* **Brief**
Filter these entries down to the lines that hold the word "below", and show each of them.

(Records from a collection)
----------------
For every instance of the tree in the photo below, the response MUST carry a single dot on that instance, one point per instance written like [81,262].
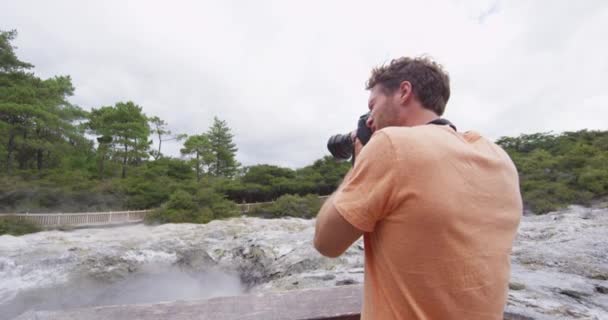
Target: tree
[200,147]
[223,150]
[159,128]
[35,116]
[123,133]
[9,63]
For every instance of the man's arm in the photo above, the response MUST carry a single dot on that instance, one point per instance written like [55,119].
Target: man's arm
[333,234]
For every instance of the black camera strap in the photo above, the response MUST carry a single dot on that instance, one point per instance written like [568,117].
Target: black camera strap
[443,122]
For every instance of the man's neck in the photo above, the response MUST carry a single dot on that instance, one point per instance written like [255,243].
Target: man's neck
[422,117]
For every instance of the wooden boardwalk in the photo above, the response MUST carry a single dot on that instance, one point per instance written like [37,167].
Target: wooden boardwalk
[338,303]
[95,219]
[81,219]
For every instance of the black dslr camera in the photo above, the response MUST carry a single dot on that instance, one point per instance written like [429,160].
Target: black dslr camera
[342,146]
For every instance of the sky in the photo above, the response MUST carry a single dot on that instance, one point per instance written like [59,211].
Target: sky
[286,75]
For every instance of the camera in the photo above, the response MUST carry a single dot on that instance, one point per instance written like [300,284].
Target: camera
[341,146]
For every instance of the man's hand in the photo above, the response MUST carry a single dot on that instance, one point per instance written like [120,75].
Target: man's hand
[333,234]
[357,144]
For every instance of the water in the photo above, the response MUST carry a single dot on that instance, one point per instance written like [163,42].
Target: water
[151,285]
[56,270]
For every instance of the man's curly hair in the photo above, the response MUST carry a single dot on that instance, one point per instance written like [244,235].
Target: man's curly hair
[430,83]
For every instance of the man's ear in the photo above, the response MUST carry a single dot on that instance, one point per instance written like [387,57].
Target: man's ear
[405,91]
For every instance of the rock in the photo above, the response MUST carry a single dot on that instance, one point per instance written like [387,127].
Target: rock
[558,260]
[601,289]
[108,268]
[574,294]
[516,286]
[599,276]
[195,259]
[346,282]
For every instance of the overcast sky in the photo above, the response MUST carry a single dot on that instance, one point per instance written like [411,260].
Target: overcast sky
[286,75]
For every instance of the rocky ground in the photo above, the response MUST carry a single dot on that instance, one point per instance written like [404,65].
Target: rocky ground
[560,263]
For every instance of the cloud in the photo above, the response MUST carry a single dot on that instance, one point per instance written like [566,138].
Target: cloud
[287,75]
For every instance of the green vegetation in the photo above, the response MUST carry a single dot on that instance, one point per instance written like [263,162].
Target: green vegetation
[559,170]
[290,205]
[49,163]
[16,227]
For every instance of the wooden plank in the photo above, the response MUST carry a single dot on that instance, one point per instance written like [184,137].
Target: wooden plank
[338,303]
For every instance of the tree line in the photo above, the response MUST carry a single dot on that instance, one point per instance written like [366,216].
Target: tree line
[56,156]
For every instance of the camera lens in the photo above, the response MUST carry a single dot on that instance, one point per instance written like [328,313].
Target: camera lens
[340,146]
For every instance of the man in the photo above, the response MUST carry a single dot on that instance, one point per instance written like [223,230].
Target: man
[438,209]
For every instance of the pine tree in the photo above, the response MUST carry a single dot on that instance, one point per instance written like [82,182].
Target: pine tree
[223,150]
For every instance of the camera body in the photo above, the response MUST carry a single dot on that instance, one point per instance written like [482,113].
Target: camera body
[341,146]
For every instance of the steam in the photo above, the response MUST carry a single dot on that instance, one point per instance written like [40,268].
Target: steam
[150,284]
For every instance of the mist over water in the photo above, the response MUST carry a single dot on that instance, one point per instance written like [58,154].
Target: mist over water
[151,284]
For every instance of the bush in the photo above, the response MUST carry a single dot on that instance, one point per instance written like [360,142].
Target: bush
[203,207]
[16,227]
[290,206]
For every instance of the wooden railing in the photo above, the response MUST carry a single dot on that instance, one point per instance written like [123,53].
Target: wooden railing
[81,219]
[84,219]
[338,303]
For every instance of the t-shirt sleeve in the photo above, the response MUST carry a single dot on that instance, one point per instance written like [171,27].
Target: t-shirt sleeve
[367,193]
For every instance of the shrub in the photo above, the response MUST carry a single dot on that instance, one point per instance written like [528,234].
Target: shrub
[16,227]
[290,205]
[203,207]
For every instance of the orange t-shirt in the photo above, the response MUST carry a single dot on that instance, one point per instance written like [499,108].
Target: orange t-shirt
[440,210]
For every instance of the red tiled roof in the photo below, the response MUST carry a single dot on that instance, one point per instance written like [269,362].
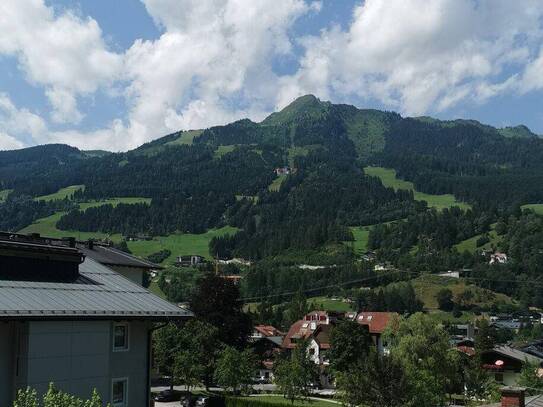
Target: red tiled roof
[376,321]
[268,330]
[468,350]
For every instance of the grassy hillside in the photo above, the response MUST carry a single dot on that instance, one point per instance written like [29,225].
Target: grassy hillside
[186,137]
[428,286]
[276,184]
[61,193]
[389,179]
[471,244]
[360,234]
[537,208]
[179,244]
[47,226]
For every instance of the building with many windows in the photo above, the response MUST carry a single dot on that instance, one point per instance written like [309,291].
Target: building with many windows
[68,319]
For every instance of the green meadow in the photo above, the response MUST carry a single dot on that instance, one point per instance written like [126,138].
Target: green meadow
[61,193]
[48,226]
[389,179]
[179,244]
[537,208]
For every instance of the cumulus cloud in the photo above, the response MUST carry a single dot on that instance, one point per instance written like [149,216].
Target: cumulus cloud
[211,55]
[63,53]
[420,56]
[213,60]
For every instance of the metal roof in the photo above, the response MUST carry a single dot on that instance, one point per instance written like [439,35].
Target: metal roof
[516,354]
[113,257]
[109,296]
----------------
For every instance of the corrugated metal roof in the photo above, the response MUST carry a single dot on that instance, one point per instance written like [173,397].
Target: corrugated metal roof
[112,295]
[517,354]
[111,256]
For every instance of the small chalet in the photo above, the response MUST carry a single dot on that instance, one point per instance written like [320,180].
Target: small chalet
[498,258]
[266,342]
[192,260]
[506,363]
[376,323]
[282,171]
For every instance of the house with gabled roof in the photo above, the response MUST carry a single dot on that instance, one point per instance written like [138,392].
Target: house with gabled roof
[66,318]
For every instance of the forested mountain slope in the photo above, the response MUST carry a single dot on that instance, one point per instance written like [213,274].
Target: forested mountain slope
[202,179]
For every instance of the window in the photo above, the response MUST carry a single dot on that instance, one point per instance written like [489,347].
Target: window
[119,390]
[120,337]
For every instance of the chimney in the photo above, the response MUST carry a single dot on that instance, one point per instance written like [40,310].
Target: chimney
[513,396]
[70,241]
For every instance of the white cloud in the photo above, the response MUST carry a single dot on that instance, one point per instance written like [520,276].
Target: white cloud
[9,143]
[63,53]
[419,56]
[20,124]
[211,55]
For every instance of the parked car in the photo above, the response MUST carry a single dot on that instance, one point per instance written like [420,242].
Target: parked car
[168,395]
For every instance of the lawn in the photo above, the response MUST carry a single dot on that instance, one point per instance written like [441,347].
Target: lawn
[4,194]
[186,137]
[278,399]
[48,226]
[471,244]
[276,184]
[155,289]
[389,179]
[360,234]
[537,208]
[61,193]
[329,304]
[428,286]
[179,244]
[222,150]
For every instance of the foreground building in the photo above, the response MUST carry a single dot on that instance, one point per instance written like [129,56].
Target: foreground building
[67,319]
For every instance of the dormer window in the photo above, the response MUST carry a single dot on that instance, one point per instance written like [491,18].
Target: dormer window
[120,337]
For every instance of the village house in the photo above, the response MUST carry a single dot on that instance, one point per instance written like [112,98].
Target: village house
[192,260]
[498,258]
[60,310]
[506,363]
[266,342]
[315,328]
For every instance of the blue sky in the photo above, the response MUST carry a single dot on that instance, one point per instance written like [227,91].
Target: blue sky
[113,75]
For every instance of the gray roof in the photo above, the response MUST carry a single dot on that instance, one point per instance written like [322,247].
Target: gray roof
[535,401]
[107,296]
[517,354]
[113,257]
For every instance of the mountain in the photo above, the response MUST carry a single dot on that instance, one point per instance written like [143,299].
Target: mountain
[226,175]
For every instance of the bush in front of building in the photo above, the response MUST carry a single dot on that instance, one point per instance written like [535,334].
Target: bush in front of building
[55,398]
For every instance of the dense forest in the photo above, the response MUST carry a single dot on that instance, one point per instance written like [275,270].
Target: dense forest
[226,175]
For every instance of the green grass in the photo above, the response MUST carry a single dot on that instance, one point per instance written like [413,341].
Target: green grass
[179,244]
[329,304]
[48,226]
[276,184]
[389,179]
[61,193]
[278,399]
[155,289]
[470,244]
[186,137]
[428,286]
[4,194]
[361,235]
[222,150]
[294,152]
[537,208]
----------------
* **Written response**
For every instance of the tree in the photo below, the response MUST carry a single dot on that instance, one point per instance written like [81,262].
For every instance of the red tiled roof in the photo below, the response MUST carry a single dot on that instance, one point per instance written like [269,362].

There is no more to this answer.